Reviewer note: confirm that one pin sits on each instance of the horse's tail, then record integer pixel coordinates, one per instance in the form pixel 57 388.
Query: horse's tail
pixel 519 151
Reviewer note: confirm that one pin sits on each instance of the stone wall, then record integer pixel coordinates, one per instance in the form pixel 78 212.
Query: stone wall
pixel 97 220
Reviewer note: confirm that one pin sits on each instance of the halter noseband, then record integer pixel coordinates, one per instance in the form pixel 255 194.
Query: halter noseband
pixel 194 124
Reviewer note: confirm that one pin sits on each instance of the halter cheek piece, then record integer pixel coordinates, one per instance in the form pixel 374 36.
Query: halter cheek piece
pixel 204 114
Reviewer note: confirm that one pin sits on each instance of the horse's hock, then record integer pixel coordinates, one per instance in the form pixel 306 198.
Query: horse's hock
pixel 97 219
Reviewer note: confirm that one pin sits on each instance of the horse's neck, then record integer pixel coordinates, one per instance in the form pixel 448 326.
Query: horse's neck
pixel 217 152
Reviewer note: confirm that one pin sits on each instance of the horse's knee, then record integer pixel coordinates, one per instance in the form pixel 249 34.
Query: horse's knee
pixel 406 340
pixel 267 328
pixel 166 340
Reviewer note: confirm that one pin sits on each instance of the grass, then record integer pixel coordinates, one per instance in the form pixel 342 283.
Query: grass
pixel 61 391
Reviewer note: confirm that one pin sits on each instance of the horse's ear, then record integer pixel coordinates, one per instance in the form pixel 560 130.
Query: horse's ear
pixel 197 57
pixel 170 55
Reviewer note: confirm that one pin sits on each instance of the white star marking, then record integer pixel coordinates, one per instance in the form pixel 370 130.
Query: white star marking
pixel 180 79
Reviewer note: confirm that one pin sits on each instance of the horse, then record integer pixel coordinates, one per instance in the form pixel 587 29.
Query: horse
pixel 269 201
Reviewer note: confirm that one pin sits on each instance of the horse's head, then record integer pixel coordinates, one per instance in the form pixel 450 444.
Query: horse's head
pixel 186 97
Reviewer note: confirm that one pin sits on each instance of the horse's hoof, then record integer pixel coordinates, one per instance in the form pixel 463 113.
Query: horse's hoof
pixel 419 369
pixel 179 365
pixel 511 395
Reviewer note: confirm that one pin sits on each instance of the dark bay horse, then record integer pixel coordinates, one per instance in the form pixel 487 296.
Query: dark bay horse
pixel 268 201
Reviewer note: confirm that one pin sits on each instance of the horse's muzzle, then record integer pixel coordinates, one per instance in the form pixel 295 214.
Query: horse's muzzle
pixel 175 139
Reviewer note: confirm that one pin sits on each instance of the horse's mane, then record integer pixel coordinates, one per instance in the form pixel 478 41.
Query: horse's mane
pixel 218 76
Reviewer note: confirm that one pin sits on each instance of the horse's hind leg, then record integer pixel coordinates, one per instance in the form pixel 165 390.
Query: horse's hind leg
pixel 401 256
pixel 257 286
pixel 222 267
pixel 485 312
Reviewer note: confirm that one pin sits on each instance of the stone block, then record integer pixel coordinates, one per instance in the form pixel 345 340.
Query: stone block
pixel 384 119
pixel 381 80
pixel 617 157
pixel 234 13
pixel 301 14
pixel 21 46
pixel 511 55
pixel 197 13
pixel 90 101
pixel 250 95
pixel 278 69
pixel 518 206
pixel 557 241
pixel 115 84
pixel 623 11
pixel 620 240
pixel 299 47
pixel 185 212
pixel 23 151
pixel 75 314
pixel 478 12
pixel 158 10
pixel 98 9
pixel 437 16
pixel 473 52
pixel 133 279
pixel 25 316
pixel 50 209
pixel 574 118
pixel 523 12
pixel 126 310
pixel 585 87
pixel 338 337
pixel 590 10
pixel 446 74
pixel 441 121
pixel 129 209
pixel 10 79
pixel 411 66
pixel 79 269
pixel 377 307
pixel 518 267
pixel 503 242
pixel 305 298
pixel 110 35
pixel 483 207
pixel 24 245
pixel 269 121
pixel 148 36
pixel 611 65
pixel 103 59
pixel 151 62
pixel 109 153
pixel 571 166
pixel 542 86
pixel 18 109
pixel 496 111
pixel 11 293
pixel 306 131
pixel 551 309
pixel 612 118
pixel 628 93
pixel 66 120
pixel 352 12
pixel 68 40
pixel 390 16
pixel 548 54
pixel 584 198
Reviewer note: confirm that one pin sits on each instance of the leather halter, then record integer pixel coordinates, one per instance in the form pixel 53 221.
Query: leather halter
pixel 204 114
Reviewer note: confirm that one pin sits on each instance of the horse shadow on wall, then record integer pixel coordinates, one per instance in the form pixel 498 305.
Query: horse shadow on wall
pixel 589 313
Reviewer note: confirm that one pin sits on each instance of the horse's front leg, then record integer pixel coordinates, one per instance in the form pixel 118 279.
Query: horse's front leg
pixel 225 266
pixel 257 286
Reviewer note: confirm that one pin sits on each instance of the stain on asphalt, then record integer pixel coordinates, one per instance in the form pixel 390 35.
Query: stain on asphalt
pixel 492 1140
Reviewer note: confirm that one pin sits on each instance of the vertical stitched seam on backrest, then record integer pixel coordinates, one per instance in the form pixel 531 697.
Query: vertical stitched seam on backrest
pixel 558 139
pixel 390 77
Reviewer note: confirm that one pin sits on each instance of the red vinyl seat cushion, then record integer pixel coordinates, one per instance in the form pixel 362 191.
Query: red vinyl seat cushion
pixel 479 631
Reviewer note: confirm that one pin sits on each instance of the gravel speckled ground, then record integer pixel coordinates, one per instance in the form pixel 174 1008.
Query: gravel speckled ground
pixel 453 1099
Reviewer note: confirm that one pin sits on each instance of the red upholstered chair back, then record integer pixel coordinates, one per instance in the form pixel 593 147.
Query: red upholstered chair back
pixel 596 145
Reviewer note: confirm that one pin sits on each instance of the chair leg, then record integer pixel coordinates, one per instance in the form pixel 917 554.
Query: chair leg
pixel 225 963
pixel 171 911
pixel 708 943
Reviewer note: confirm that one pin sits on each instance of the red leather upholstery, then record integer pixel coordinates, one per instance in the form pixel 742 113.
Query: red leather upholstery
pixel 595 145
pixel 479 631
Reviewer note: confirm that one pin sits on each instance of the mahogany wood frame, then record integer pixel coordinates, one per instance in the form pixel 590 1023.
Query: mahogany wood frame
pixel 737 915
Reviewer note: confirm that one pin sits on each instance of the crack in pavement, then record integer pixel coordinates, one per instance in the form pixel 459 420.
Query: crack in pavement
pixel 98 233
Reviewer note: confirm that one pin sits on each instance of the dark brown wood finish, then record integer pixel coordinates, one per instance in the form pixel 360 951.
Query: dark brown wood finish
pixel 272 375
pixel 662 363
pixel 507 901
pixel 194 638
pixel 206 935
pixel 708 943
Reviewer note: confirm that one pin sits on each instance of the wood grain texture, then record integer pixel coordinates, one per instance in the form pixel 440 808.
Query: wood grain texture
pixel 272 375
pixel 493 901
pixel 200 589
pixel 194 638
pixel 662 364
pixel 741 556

* * *

• _AIM_:
Print the data from its first line up to and including the line with "pixel 97 219", copying each line without any change.

• _ANSWER TO THIS TASK_:
Reviewer note: confirm that one pin sits on each instance of the horse's tail, then record integer pixel coordinates, one per instance in the form pixel 57 388.
Query: horse's tail
pixel 519 151
Reviewer note: confirm that one pin sits on each instance of the stone wall, then record integer pixel coordinates, one per instance in the form pixel 78 212.
Query: stone wall
pixel 97 220
Reviewer note: confirm that one pin sits on each instance of the halter noseband, then record integer pixel coordinates, one per instance in the form pixel 255 194.
Query: halter noseband
pixel 194 124
Reviewer note: confirm that one pin sits on each instance of the halter cheek piece, then record integer pixel coordinates, one per instance in the form pixel 374 36.
Query: halter cheek piece
pixel 204 114
Reviewer note: confirm that one pin sits on each instance of the horse's hock, then record integer pixel coordinates, one per instance in the form pixel 306 198.
Query: horse's hock
pixel 97 219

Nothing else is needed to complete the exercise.